§ Given problem:
Rewrite the data below with "Determine" changed to "Locate" everywhere and every other character kept the same.

(Rows of box annotation data)
☆ ☆ ☆ ☆ ☆ ☆ ☆

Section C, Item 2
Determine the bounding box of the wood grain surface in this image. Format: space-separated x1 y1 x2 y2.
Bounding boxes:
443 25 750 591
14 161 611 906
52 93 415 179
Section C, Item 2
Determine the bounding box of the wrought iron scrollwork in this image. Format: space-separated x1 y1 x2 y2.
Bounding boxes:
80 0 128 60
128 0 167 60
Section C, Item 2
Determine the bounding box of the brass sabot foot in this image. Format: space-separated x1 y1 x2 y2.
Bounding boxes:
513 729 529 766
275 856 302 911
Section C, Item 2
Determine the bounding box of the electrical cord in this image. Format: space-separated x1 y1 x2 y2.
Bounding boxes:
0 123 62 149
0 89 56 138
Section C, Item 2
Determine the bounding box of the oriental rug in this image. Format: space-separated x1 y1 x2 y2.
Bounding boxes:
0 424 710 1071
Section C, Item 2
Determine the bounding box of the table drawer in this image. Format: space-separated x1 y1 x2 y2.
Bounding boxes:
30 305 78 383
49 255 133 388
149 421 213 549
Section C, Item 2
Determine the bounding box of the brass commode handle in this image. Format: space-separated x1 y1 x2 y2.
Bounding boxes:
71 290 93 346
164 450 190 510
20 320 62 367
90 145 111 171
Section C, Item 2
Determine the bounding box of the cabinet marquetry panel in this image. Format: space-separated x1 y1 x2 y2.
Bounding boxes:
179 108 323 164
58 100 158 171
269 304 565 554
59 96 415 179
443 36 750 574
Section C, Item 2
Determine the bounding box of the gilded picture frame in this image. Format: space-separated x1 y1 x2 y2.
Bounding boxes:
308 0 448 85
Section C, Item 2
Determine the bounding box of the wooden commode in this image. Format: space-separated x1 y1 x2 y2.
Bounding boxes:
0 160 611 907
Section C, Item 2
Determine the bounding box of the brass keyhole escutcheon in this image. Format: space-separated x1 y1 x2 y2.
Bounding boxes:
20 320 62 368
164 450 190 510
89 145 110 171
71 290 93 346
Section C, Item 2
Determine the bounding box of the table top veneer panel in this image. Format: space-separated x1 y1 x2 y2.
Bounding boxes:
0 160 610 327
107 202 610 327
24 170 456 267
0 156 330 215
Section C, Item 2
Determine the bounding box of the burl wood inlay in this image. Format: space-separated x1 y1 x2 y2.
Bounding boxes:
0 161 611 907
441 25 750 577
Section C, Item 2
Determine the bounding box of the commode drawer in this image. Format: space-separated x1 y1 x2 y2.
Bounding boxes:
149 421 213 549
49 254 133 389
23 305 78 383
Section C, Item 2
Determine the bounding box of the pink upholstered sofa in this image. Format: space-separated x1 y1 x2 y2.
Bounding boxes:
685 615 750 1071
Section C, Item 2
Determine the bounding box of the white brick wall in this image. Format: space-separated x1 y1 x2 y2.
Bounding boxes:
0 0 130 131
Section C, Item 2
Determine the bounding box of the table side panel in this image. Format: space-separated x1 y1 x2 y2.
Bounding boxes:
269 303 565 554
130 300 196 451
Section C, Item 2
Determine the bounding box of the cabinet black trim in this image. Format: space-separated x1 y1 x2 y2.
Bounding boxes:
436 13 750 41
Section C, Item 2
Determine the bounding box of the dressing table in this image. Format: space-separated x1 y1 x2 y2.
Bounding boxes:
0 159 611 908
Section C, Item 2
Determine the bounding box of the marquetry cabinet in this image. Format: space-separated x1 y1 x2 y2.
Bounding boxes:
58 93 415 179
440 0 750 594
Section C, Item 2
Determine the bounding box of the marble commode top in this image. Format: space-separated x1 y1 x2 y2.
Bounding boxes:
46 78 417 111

☆ ☆ ☆ ☆ ☆ ☆ ☆

§ Answer:
Section C, Item 2
Locate the bounding box of the wood grain surface in this image. Format: space-separated x1 y1 x2 y2.
Bounding boxes:
443 25 750 591
14 161 611 906
52 93 415 179
Section C, Item 2
Locate the bounding box of the wrought iron scrollwork in this image. Format: space-separated x1 y1 x2 y2.
Bounding boxes:
80 0 128 60
128 0 167 60
Section C, Item 2
Locate the bounding box of the brass sabot foot in this image. Format: space-separated x1 y1 x2 y2.
Bounding boxes:
513 729 529 766
275 856 302 911
Section C, Item 2
Locate the bounding box of the electrical cord in this image. Format: space-separated x1 y1 x2 y2.
Bounding boxes:
0 123 62 149
0 89 56 138
Section C, Item 2
Locate the bounding box of the oriental rug in this image. Format: space-separated x1 y1 x2 y2.
Bounding boxes:
0 424 710 1071
Section C, Item 2
Locate the bounding box of the table drawer in this image. Format: space-separated x1 y1 x2 y2.
Bounding boxes:
30 305 78 383
49 255 133 388
149 421 213 549
Section C, Item 2
Locate the bounding box of the brass commode handle in this image. Format: space-separated x1 y1 x2 y2.
Bounding boxes:
71 290 93 346
164 450 190 510
20 320 62 367
90 145 111 171
Section C, Item 2
Locate the bounding box of the cabinet marquetry panel in this image. Format: space-separated x1 y1 x2 y2.
Bounding boxes:
179 108 323 164
58 100 158 171
269 304 565 554
59 96 415 179
443 36 750 574
Section C, Item 2
Locate the bounding box of the gilded picture frame in this image. Format: space-separated x1 y1 x2 y2.
Bounding boxes:
308 0 448 85
Section C, Item 2
Locate the bounding box of the wooden commode in this image. Format: space-separated x1 y1 x2 y2.
Bounding boxes:
0 160 611 907
Section C, Item 2
Locate the bounding box of the brass keyhole escutcheon in this image. Format: space-separated x1 y1 x2 y2.
Bounding boxes:
20 320 62 368
164 450 190 510
89 145 110 171
71 290 93 346
Section C, Item 2
Locate the bounding box of the table top veneer panel in this image. Format: space-separated x1 y1 x2 y2.
Bounding boxes:
0 160 610 327
107 202 610 327
24 170 456 267
0 156 330 215
Section C, Item 2
Locate the bounding box of the burl wood inlay in this image. Format: space-separated x1 y1 x2 y2.
Bounding boxes:
0 161 611 907
441 25 750 577
Section C, Item 2
Locate the bounding box of the commode drawer in this image. Format: space-separated x1 y1 x2 y2.
Bounding boxes:
149 421 213 549
49 254 133 389
23 305 78 383
Section C, Item 2
Locate the bounding box of the pink upholstered sofa in this image. Format: space-separated x1 y1 x2 y2.
Bounding boxes:
685 615 750 1071
Section C, Item 2
Locate the bounding box of the white brick wall in this image. Format: space-separated x1 y1 x2 y2.
Bounding boxes:
0 0 130 131
Section C, Item 2
Locate the bounding box of the table side panel in this image. Format: space-separated x1 y1 x2 y2.
Bounding boxes:
269 303 565 554
130 300 196 451
Section C, Item 2
Locate the bounding box of the cabinet black trim in this image. Format: space-separated x1 y1 x2 y2.
Bounding boxes:
436 13 750 41
Section C, Item 2
Locate the bounding box of the dressing table in this image. Format: space-separated x1 y1 x2 y2.
Bounding boxes:
0 159 611 908
Section C, Item 2
Locate the bounding box of the marquetry cabinet in this image. Format: space-separated x1 y1 x2 y2.
Bounding boxes:
58 93 415 179
440 0 750 594
Section C, Item 2
Locate the bounding box of the marble commode top in this image. Format: space-separated x1 y1 x2 y2.
Bounding boxes:
46 78 417 111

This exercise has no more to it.